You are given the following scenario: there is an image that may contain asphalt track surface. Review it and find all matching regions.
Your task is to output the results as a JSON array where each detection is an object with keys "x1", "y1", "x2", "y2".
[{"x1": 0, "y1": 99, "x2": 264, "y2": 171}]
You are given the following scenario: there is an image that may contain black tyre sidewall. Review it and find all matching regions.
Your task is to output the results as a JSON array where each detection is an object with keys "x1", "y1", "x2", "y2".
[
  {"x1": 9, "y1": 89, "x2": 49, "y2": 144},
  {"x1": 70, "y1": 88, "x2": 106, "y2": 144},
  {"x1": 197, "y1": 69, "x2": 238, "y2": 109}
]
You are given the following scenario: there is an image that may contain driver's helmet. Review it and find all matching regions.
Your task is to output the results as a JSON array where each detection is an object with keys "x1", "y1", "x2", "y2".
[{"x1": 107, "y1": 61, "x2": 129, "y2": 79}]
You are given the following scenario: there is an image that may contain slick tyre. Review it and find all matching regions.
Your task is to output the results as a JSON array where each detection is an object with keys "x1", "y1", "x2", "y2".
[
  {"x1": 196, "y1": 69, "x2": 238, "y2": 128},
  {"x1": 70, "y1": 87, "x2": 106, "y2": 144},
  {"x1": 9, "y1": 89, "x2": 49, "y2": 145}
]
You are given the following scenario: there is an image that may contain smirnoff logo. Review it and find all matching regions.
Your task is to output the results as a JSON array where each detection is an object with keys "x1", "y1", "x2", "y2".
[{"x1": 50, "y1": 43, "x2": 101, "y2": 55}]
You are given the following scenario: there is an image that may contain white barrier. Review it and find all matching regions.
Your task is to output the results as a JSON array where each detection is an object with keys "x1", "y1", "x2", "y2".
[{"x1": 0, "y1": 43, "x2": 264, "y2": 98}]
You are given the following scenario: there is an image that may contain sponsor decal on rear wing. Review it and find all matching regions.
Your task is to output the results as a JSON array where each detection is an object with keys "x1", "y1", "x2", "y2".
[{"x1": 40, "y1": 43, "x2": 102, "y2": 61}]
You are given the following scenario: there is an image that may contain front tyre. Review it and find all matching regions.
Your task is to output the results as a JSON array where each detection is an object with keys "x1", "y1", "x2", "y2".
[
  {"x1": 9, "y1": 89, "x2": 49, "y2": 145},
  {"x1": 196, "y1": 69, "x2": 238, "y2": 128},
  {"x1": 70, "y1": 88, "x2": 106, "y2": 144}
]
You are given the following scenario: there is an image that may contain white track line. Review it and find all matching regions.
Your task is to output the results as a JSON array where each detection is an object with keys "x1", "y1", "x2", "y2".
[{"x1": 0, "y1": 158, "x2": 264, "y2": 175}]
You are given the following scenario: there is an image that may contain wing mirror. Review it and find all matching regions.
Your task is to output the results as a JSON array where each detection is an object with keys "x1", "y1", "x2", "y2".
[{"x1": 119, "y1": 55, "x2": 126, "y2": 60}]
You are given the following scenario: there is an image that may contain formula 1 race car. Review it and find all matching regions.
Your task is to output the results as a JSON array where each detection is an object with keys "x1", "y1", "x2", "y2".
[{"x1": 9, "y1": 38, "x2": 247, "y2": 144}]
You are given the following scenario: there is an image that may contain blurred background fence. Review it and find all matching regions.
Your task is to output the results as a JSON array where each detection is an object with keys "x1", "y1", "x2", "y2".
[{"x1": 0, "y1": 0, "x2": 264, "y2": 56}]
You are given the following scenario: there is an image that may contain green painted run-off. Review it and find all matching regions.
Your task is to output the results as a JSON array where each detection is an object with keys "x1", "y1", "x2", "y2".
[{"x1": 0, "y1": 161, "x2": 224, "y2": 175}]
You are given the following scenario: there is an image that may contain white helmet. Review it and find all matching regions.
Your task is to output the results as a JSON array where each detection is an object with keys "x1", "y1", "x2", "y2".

Requirement: Which lines of the material above contain the string "white"? Pick out each of those lines in full, and treat uppercase and lowercase letters as distinct.

Result of the task:
You are given the following scenario: there is an image that may contain white barrier. Review it and find all matching regions.
You are given the following scenario: there is an image that may contain white track line. Review it and find all matching regions.
You are given the following scenario: there is an image that may contain white helmet. Review it and find all matching regions.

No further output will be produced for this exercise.